Start RECORD LIST
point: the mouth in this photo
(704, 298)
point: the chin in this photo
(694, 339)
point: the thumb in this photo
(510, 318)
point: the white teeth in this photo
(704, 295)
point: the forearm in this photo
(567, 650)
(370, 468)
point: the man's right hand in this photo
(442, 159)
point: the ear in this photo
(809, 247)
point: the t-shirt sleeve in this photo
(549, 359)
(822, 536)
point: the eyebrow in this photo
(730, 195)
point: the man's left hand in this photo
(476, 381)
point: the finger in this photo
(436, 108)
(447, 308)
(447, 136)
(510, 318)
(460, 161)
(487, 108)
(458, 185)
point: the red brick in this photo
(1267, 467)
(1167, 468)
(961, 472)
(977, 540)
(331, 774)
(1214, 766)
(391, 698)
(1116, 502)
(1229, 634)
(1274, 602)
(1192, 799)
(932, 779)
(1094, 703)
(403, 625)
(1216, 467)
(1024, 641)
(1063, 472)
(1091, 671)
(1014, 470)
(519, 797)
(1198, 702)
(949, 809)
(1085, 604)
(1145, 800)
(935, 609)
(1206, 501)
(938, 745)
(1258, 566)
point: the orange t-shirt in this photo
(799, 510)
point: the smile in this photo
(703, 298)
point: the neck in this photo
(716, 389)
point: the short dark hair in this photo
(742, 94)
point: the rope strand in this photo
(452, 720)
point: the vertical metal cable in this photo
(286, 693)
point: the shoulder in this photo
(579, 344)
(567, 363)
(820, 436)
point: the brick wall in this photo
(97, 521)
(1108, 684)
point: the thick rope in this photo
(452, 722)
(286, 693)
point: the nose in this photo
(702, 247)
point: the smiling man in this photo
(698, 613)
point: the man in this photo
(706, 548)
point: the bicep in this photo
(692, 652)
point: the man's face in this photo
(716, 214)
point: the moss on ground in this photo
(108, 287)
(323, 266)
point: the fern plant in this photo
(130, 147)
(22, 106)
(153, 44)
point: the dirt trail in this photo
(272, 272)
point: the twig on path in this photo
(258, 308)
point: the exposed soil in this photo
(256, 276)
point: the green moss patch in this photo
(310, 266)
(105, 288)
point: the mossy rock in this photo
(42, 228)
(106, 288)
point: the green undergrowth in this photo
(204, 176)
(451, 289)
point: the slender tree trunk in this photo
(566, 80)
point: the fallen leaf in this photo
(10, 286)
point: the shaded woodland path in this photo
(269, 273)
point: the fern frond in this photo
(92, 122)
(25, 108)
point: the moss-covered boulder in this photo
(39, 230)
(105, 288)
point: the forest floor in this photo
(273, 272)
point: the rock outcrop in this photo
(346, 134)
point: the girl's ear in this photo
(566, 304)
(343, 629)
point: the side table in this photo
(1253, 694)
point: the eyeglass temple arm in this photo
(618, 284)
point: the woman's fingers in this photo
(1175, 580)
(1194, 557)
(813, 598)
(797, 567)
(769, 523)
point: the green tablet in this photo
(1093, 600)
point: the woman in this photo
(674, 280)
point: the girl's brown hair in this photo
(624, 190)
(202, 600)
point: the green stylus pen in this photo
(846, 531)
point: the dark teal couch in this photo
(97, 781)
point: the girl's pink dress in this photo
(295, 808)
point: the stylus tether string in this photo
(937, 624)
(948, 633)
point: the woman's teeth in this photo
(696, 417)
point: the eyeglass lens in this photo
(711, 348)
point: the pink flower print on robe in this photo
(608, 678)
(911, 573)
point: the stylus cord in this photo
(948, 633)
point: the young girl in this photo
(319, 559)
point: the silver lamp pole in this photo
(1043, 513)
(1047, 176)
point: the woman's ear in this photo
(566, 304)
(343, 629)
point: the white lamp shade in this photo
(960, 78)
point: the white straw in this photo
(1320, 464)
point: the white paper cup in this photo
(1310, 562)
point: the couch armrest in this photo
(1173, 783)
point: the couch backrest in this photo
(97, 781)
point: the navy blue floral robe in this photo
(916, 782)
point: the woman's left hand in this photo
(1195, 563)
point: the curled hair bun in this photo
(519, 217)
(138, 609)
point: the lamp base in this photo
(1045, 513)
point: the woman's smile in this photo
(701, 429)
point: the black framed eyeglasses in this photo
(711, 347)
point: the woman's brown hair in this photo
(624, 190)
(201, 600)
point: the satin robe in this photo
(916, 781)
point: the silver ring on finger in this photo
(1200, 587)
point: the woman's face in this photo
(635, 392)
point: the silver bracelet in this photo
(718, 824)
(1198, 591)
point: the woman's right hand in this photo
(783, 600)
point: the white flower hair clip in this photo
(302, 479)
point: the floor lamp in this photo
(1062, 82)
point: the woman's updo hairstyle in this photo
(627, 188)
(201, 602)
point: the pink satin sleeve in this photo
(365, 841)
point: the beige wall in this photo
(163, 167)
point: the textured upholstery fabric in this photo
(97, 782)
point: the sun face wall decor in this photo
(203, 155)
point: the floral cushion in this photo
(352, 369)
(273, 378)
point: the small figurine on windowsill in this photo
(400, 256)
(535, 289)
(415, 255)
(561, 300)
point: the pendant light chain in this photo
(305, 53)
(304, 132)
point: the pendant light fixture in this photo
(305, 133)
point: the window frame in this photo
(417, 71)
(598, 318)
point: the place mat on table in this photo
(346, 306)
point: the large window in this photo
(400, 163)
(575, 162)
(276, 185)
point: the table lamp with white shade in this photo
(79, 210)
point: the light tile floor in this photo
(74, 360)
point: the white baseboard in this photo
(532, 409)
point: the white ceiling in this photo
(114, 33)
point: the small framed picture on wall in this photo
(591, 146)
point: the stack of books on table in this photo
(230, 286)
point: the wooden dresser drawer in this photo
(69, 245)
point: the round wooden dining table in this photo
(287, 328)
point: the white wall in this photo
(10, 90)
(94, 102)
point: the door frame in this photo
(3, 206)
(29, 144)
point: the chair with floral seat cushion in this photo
End RECORD LIST
Rewrite the data above, replacing every "point" with "locate" and keeping everything else the same.

# [RESULT]
locate: the mouth in this photo
(704, 298)
locate: the chin in this photo
(694, 339)
locate: the thumb in this photo
(510, 318)
locate: the white teeth in this photo
(704, 295)
locate: the forearm in this photo
(567, 650)
(370, 468)
locate: the man's right hand in this photo
(442, 159)
locate: the ear in this photo
(809, 247)
locate: the t-shirt sleeve in this photo
(549, 359)
(822, 536)
locate: the eyebrow in this photo
(730, 195)
locate: the man's left hand in this photo
(476, 381)
locate: the finger in this photo
(436, 108)
(447, 308)
(447, 136)
(510, 318)
(460, 161)
(487, 108)
(458, 185)
locate: the red brick in this photo
(1267, 467)
(1167, 468)
(961, 472)
(977, 540)
(331, 774)
(1214, 766)
(391, 698)
(1116, 502)
(1229, 634)
(1274, 602)
(1192, 799)
(932, 779)
(1094, 703)
(403, 625)
(1216, 467)
(1024, 641)
(1063, 472)
(1091, 671)
(1014, 470)
(519, 797)
(1198, 702)
(949, 809)
(1085, 604)
(1145, 800)
(935, 609)
(1206, 501)
(938, 745)
(1258, 566)
locate: the orange t-shirt in this photo
(799, 510)
locate: the smile in this photo
(703, 298)
locate: the neck in this photo
(716, 389)
locate: the short dark hair in this photo
(742, 94)
locate: the rope strand in this photo
(452, 720)
locate: the vertical metal cable in this photo
(286, 693)
locate: the shoulder in this photo
(579, 344)
(567, 363)
(820, 436)
locate: the brick wall in this photo
(97, 521)
(1108, 684)
locate: the thick rope in this photo
(452, 722)
(286, 693)
locate: the nose in this photo
(702, 247)
locate: the smiling man in this photo
(698, 613)
locate: the man in this photo
(706, 548)
locate: the bicep in this photo
(692, 652)
locate: the man's face in this photo
(716, 214)
locate: the moss on ground in this photo
(108, 287)
(323, 266)
locate: the fern plant in this photo
(130, 147)
(22, 106)
(153, 44)
locate: the dirt trail in this photo
(272, 272)
locate: the twig on path in this photo
(258, 308)
locate: the exposed soil in this photo
(256, 276)
locate: the green moss patch in this photo
(310, 266)
(105, 288)
locate: the mossy rock in this photo
(42, 228)
(106, 288)
locate: the green undergrowth in this photo
(204, 176)
(451, 289)
locate: the slender tree trunk in this photo
(566, 80)
locate: the fallen leaf in this photo
(10, 286)
locate: the shaded woodland path in this photo
(269, 273)
locate: the fern frond in this photo
(92, 122)
(25, 108)
locate: the moss-covered boulder in this photo
(39, 230)
(105, 288)
locate: the forest floor in this photo
(273, 272)
locate: the rock outcrop in this photo
(346, 134)
locate: the girl's ear in this photo
(566, 304)
(343, 629)
locate: the side table in this photo
(1253, 694)
locate: the eyeglass temple arm in this photo
(618, 284)
locate: the woman's fingers in this photo
(1175, 580)
(1194, 557)
(813, 598)
(797, 567)
(769, 523)
locate: the green tablet in this photo
(1093, 600)
locate: the woman in this photo
(674, 280)
locate: the girl's brown hair in this photo
(624, 190)
(202, 600)
locate: the green stylus pen in this photo
(846, 531)
locate: the dark teal couch in this photo
(97, 781)
locate: the girl's pink dress in this photo
(295, 808)
locate: the stylus tether string in this photo
(937, 624)
(948, 633)
locate: the woman's teeth in this photo
(696, 417)
locate: the eyeglass lens in this photo
(711, 348)
locate: the pink flower print on robe in this photo
(608, 678)
(911, 573)
locate: the stylus cord in this photo
(948, 633)
locate: the young girl in this photo
(319, 559)
locate: the silver lamp pole in this photo
(1043, 513)
(1047, 176)
locate: the woman's ear in this photo
(566, 304)
(343, 629)
locate: the white lamp shade in this photo
(960, 78)
locate: the white straw in this photo
(1320, 464)
locate: the white paper cup in this photo
(1310, 562)
locate: the couch armrest in this photo
(1173, 783)
locate: the couch backrest in this photo
(97, 781)
locate: the navy blue floral robe in this photo
(916, 782)
locate: the woman's left hand in this photo
(1195, 563)
locate: the curled hair bun in this photo
(519, 217)
(138, 609)
locate: the lamp base in this photo
(1045, 513)
locate: the woman's smile in this photo
(701, 429)
locate: the black framed eyeglasses in this photo
(711, 347)
locate: the woman's brown hair in this photo
(624, 190)
(201, 600)
locate: the satin robe in this photo
(916, 781)
locate: the silver ring on finger in this photo
(1200, 587)
locate: the woman's face in this photo
(635, 392)
locate: the silver bracelet in this photo
(718, 824)
(1198, 591)
locate: the woman's right hand in this photo
(783, 600)
locate: the white flower hair clip in this photo
(302, 479)
locate: the floor lamp in this photo
(1062, 82)
locate: the woman's updo hairstyle in this photo
(627, 188)
(201, 602)
locate: the pink satin sleeve in this photo
(365, 841)
locate: the beige wall in this photo
(163, 167)
locate: the textured upholstery fabric in this photo
(97, 782)
locate: the sun face wall decor in this photo
(203, 155)
locate: the floral cushion in this photo
(352, 369)
(273, 378)
locate: the small figurine on windowsill in this photo
(400, 256)
(535, 289)
(415, 255)
(561, 300)
locate: the pendant light chain in this photo
(305, 53)
(304, 132)
locate: the pendant light fixture in this photo
(305, 133)
locate: the window frame in this photo
(417, 71)
(598, 318)
locate: the place mat on table in this photo
(346, 306)
locate: the large window in this photo
(400, 163)
(575, 162)
(276, 185)
locate: the table lamp with white shade in this photo
(79, 210)
locate: the light tile floor in this photo
(74, 360)
locate: the white baseboard in this photo
(532, 409)
locate: the white ceiling in this photo
(114, 33)
locate: the small framed picture on wall in this photo
(591, 146)
locate: the stack of books on table in this photo
(230, 286)
locate: the wooden dresser drawer in this photo
(69, 245)
locate: the round wooden dining table in this photo
(287, 328)
locate: the white wall in this photo
(10, 90)
(94, 102)
locate: the door frame in this photo
(3, 206)
(29, 144)
locate: the chair with floral seat cushion in this photo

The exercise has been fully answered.